Stated problem 1 » Copy the court memorandum below word for word, everything from "UNITED STATES OF" down to "motion as moot.".

UNITED STATES OF AMERICA, PLAINTIFF,
v.
DEREK A WAITHE, DEFENDANT.



The opinion of the court was delivered by: J. Phil Gilbert District Judge

MEMORANDUM AND ORDER

This matter comes before the Court on Defendant Derek A. Waithe's pro se Motion for Leave to Appeal in Forma Pauperis (Doc. 419). Waithe appeals this Court's denial of his pro se motion for recusal. At the time Waithe filed his motion for recusal, the Court had entered final judgment and there were no motions pending in the case. Therefore, the Court found there was nothing from which it could recuse itself, and denied the motion as moot.

Stated problem 2 » Reproduce the listing below word for word, everything from its first line down to the line containing "233,644,592,793", and leave out the pictures.

Supplied data »
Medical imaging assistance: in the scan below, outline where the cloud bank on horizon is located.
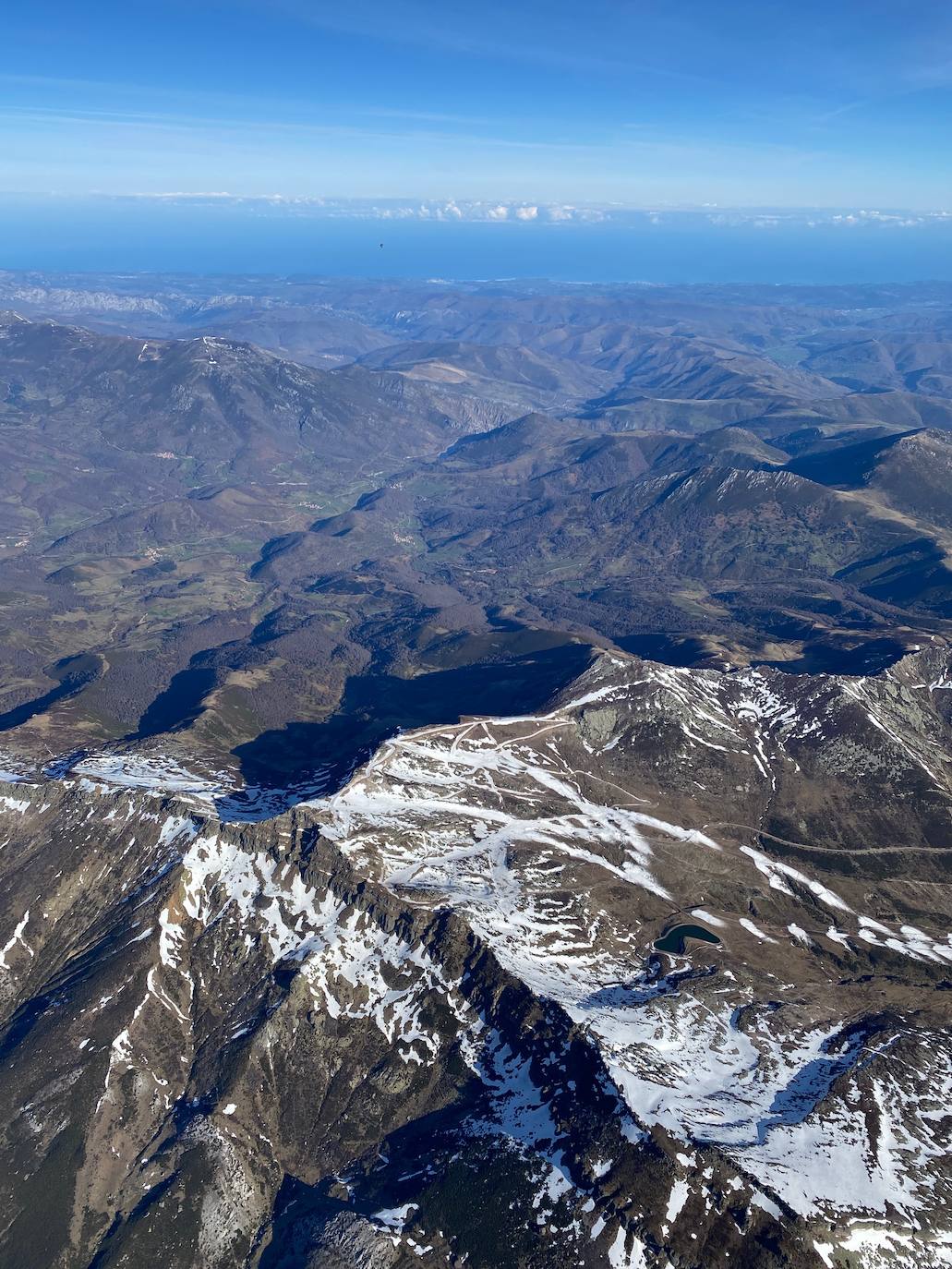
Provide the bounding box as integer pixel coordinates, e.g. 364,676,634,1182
0,0,952,211
44,190,952,230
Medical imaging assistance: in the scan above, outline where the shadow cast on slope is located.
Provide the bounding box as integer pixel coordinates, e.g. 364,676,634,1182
233,644,592,793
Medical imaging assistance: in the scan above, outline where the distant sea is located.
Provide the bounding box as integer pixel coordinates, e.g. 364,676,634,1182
0,198,952,283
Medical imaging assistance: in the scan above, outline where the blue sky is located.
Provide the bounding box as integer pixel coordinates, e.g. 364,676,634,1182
0,0,952,210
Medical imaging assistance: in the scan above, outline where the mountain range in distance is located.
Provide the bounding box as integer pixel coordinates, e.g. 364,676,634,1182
0,272,952,1269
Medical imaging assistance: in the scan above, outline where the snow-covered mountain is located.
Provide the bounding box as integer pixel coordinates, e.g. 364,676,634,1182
0,644,952,1269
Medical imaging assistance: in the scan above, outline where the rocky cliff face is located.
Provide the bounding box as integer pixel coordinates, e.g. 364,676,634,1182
0,647,952,1269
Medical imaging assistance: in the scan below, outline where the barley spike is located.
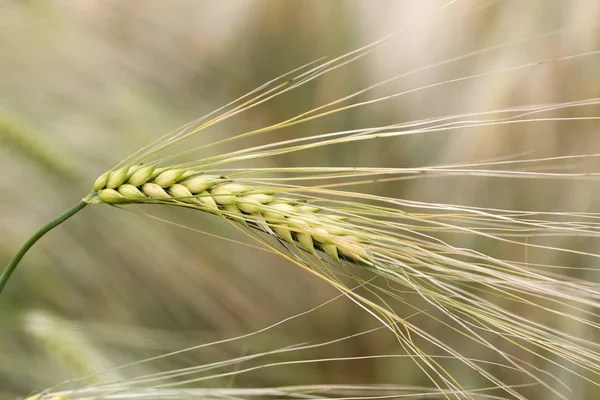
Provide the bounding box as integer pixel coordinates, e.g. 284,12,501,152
92,165,368,262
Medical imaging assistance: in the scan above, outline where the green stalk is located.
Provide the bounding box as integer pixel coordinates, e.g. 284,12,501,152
0,200,88,293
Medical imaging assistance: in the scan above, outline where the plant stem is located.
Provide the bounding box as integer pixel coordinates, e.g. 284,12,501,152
0,200,88,293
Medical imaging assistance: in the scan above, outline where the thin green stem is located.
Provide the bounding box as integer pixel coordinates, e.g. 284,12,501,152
0,200,88,293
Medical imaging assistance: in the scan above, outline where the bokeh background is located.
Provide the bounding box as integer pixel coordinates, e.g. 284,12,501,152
0,0,600,399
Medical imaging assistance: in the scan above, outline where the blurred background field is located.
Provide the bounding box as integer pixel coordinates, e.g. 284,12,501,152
0,0,600,399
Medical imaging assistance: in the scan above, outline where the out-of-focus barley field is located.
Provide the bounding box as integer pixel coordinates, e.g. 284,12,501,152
0,0,600,400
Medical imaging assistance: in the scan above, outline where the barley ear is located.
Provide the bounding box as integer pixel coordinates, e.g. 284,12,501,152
0,200,91,293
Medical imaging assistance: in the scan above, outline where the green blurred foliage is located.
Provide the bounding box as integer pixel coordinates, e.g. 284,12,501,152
0,0,600,399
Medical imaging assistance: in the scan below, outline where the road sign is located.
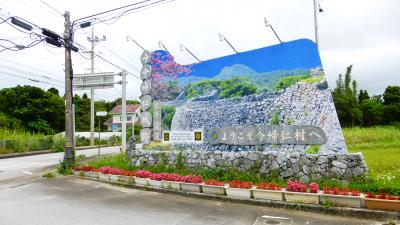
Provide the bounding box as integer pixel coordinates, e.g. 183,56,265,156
140,80,151,95
140,112,153,127
140,50,151,65
72,72,115,90
162,130,204,144
96,111,107,116
140,95,152,111
140,128,151,145
112,124,118,132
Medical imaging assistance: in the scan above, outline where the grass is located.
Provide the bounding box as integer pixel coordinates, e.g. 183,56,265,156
80,126,400,195
343,126,400,195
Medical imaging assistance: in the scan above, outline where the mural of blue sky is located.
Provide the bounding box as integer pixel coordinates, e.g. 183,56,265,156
151,39,322,101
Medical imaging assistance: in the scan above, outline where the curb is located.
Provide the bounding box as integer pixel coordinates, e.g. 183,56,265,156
71,175,400,221
0,145,118,159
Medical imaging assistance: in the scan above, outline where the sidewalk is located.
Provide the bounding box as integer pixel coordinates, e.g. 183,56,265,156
0,145,116,159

Finished answer 1 »
UNITED STATES OF AMERICA, PLAINTIFF,
v.
DEREK A WAITHE, DEFENDANT.



The opinion of the court was delivered by: J. Phil Gilbert District Judge

MEMORANDUM AND ORDER

This matter comes before the Court on Defendant Derek A. Waithe's pro se Motion for Leave to Appeal in Forma Pauperis (Doc. 419). Waithe appeals this Court's denial of his pro se motion for recusal. At the time Waithe filed his motion for recusal, the Court had entered final judgment and there were no motions pending in the case. Therefore, the Court found there was nothing from which it could recuse itself, and denied the motion as moot.

Finished answer 2 »
Medical imaging assistance: in the scan below, outline where the cloud bank on horizon is located.
Provide the bounding box as integer pixel coordinates, e.g. 364,676,634,1182
0,0,952,211
44,190,952,230
Medical imaging assistance: in the scan above, outline where the shadow cast on slope is located.
Provide the bounding box as integer pixel coordinates, e.g. 364,676,634,1182
233,644,592,793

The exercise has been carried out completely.